Written request ::
Convert the lines of the items below into a JSON list of strings, one string per line and blank lines omitted, beginning at the line that contains "Target: red book spine" and stopping after the line that contains "41 0 L 41 3".

— Start —

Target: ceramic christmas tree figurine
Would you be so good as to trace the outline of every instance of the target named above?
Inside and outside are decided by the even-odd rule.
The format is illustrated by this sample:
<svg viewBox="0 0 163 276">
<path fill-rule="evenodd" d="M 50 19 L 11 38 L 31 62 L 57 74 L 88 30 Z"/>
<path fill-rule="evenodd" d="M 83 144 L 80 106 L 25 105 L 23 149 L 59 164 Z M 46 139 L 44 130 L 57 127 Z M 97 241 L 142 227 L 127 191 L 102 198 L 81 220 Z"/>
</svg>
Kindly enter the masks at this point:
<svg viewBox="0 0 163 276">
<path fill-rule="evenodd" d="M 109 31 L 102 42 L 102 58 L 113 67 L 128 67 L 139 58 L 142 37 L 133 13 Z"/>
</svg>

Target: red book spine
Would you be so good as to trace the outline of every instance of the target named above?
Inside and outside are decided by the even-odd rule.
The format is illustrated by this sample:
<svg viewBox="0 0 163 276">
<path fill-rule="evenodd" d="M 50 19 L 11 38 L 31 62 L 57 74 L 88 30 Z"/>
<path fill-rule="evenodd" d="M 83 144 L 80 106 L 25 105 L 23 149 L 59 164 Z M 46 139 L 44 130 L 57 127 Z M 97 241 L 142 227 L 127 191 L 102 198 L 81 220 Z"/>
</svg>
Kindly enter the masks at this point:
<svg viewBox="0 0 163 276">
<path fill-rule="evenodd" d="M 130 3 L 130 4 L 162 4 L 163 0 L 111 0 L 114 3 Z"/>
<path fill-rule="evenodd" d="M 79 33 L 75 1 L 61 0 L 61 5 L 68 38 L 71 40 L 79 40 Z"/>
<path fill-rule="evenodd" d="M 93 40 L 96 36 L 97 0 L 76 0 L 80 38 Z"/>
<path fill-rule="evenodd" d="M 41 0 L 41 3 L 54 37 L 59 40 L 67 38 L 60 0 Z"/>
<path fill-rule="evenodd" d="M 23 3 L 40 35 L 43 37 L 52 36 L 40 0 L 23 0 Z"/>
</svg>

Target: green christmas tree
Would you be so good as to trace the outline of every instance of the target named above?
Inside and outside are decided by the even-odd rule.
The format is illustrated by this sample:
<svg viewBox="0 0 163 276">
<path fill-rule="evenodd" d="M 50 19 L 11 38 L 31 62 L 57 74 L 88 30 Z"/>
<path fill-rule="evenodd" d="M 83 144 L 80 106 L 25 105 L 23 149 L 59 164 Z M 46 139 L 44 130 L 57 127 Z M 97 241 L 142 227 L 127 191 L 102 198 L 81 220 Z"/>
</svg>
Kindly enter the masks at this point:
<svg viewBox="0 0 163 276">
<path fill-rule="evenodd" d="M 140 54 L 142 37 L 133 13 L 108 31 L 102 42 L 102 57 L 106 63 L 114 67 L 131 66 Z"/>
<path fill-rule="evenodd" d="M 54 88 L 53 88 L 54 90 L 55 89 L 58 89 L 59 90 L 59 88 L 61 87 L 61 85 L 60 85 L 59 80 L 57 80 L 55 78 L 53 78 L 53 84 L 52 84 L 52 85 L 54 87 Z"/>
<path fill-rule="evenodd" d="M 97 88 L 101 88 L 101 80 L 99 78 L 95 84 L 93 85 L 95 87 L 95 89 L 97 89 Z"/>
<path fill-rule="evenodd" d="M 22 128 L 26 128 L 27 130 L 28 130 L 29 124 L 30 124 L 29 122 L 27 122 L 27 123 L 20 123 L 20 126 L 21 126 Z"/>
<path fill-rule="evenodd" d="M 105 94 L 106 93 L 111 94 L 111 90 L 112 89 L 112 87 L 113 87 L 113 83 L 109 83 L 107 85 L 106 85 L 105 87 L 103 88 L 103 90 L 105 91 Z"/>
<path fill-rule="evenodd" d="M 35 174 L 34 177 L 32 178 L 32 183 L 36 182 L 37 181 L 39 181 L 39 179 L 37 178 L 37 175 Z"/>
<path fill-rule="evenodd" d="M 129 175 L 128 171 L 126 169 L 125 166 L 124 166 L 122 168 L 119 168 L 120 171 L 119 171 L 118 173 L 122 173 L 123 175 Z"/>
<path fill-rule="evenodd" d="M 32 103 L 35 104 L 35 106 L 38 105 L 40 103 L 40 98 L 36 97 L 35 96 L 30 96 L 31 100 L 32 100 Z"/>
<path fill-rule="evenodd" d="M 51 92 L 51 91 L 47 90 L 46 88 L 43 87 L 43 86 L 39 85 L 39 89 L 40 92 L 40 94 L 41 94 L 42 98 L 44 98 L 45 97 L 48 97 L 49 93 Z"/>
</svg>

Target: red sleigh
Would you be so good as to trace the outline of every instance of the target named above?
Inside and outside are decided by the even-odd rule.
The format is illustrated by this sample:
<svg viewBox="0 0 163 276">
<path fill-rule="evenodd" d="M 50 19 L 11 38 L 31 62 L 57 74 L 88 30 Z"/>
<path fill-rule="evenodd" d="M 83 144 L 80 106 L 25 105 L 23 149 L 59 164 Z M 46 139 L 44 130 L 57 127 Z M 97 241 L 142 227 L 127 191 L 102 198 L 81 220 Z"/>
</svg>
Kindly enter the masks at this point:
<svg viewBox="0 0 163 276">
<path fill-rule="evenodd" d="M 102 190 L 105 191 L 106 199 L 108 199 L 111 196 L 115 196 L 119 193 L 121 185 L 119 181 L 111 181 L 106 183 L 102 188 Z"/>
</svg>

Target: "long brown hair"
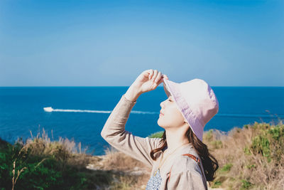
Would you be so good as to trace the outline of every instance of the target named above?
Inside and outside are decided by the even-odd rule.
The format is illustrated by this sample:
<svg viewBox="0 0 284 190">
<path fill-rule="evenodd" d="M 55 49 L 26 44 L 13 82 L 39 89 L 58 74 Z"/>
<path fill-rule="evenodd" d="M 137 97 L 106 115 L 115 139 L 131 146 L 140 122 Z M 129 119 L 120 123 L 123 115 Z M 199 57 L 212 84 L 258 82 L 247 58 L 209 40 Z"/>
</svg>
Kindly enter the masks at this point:
<svg viewBox="0 0 284 190">
<path fill-rule="evenodd" d="M 203 169 L 205 173 L 206 180 L 208 181 L 212 181 L 215 178 L 216 171 L 219 168 L 217 160 L 209 152 L 207 146 L 197 138 L 190 127 L 189 127 L 185 135 L 200 157 L 203 165 Z M 150 156 L 153 160 L 157 159 L 157 157 L 154 156 L 154 154 L 164 149 L 165 147 L 168 146 L 165 130 L 163 133 L 161 142 L 163 143 L 162 147 L 153 149 L 150 152 Z"/>
</svg>

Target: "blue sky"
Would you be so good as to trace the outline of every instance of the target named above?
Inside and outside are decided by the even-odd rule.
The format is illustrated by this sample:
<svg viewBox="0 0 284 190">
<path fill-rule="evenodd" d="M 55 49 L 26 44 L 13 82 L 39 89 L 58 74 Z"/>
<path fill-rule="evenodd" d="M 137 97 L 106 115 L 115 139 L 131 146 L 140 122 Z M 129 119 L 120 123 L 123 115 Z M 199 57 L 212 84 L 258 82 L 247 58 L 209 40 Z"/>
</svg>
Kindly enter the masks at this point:
<svg viewBox="0 0 284 190">
<path fill-rule="evenodd" d="M 147 69 L 284 86 L 284 1 L 0 1 L 0 86 L 129 86 Z"/>
</svg>

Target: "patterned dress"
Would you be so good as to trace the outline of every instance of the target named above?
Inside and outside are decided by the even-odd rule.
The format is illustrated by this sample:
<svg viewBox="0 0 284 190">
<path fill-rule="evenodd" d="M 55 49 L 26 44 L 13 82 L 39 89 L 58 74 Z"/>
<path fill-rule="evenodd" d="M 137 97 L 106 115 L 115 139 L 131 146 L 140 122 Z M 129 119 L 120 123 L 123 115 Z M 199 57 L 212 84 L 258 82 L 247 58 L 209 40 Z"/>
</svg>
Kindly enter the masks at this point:
<svg viewBox="0 0 284 190">
<path fill-rule="evenodd" d="M 148 181 L 146 190 L 158 190 L 160 189 L 162 177 L 160 175 L 160 169 L 158 169 L 155 175 L 154 174 Z"/>
</svg>

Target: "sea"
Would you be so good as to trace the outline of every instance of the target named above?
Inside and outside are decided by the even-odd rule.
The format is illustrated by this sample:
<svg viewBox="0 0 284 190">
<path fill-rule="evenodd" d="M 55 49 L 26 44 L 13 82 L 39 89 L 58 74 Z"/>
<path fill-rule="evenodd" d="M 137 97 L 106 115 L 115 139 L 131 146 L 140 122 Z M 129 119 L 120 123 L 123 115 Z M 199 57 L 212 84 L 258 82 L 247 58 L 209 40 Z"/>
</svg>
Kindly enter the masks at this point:
<svg viewBox="0 0 284 190">
<path fill-rule="evenodd" d="M 129 87 L 0 87 L 0 138 L 11 143 L 42 134 L 50 140 L 74 140 L 82 150 L 102 155 L 109 144 L 101 131 Z M 214 87 L 218 113 L 204 130 L 228 132 L 257 122 L 284 119 L 284 87 Z M 132 108 L 126 130 L 146 137 L 163 131 L 157 123 L 163 86 L 142 94 Z"/>
</svg>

— End —

Response to the exercise ::
[
  "Target: red book spine",
  "Would you be so good as to trace the outline of every instance of the target named above?",
  "Inside and outside are decided by the even-odd rule.",
  "The format is illustrated by this sample:",
  "<svg viewBox=\"0 0 163 276\">",
  "<path fill-rule=\"evenodd\" d=\"M 50 19 L 11 38 L 31 62 L 57 74 L 88 30 Z\"/>",
  "<path fill-rule=\"evenodd\" d=\"M 83 144 L 80 106 L 25 105 L 23 149 L 59 164 Z M 46 139 L 44 130 L 57 127 Z M 97 241 L 142 227 L 127 191 L 102 198 L 81 220 Z\"/>",
  "</svg>",
  "Kindly enter the masks at this point:",
  "<svg viewBox=\"0 0 163 276\">",
  "<path fill-rule=\"evenodd\" d=\"M 130 3 L 130 4 L 162 4 L 163 0 L 111 0 L 114 3 Z\"/>",
  "<path fill-rule=\"evenodd\" d=\"M 79 33 L 75 1 L 61 0 L 61 5 L 68 38 L 71 40 L 79 40 Z\"/>",
  "<path fill-rule=\"evenodd\" d=\"M 93 40 L 96 36 L 97 0 L 76 0 L 80 38 Z\"/>",
  "<path fill-rule=\"evenodd\" d=\"M 41 0 L 41 3 L 54 37 L 59 40 L 67 38 L 60 0 Z\"/>"
]